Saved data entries

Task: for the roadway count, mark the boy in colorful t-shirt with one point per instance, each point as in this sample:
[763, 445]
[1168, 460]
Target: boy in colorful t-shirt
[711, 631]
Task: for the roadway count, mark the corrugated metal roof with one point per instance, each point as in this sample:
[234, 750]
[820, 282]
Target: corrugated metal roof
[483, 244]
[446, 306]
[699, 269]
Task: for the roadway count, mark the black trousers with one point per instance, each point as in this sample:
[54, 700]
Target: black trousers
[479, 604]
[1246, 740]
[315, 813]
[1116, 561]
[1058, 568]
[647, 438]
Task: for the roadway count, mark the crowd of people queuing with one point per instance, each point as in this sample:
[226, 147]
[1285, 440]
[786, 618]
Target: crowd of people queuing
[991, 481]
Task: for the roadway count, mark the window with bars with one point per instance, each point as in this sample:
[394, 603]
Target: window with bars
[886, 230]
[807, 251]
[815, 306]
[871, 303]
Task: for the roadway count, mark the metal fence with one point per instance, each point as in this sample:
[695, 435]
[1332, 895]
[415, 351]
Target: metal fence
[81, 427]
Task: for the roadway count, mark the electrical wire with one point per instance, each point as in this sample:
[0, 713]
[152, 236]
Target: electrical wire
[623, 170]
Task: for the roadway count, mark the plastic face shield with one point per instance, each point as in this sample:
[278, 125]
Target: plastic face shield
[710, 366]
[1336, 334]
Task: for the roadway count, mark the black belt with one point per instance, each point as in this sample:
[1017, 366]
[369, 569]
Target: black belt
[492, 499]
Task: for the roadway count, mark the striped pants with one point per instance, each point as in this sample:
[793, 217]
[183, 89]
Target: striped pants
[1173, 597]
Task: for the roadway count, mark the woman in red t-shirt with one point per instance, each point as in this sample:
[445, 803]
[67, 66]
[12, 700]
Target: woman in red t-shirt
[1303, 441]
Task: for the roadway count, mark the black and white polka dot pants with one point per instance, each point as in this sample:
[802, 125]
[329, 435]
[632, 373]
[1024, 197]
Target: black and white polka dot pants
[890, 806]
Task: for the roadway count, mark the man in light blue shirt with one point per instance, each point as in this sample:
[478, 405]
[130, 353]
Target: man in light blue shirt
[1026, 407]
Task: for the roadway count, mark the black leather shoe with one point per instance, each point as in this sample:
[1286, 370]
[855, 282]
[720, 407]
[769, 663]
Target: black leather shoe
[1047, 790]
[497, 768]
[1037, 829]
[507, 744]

# Task item
For this exercise, all the data must be repeated exactly.

# Problem solution
Task: for the roadway count, mark the boy in colorful t-shirt with one point per instance, each point as in this sample:
[763, 445]
[1168, 460]
Target: boy in colorful t-shirt
[711, 631]
Task: for the roadway count, mark the corrugated metal roof with one point per instance, each point as in this sample:
[234, 750]
[820, 282]
Target: corrugated metal roof
[483, 244]
[446, 306]
[699, 269]
Task: for the roadway count, mark the black trousers with one point per instance, each point as in this sample:
[54, 700]
Target: black trousers
[479, 604]
[1246, 740]
[315, 813]
[1116, 561]
[1058, 568]
[647, 438]
Task: for the roadway count, mark the crowd of people queuing with one point per instance, each point as in this sample:
[226, 147]
[1285, 440]
[786, 618]
Target: crowd of people queuing
[991, 481]
Task: for the roadway count, mark the window with bars with one point per instance, each point as in this sample:
[394, 603]
Target: window with bars
[886, 230]
[807, 251]
[815, 306]
[871, 303]
Task: for the roadway count, mark the metal fence with one point per instance, each point as in this sample:
[695, 435]
[1332, 895]
[415, 351]
Target: metal fence
[81, 427]
Task: for the roadway count, mark the electrical wire with one point per instance, each point as in this sample:
[0, 713]
[152, 236]
Target: electrical wire
[623, 170]
Task: for the roadway count, mark the plastic face shield with one point per instance, each point as in this sample:
[278, 125]
Target: plastic face shield
[710, 366]
[1336, 334]
Task: for the roadway count, mark the black belt with one point per instance, each point as in this sample:
[1017, 366]
[369, 569]
Target: black belt
[492, 499]
Task: for the roadway count, mark the striped pants with one point per instance, each point as in this sample:
[793, 217]
[183, 89]
Target: striped pants
[1173, 597]
Task: for the roadway count, mark the woman in red t-shirt with one point per instance, each point as in this sample:
[445, 803]
[67, 66]
[12, 700]
Target: woman in red t-shirt
[1303, 441]
Task: for the roadway count, mark the black and white polka dot pants with one point per instance, each point as in this sample:
[802, 125]
[329, 435]
[632, 373]
[1024, 197]
Target: black and white polka dot pants
[890, 806]
Task: for the roadway count, mark the man in light blue shirt with one point per instance, each point as in this sample:
[478, 405]
[130, 353]
Target: man in light blue shirt
[1026, 407]
Task: for the roadway count, mark the black leather shoe with one point per instance, each point as in this sample:
[1286, 370]
[855, 282]
[720, 407]
[769, 663]
Target: black leather shoe
[1047, 790]
[497, 768]
[1037, 829]
[507, 744]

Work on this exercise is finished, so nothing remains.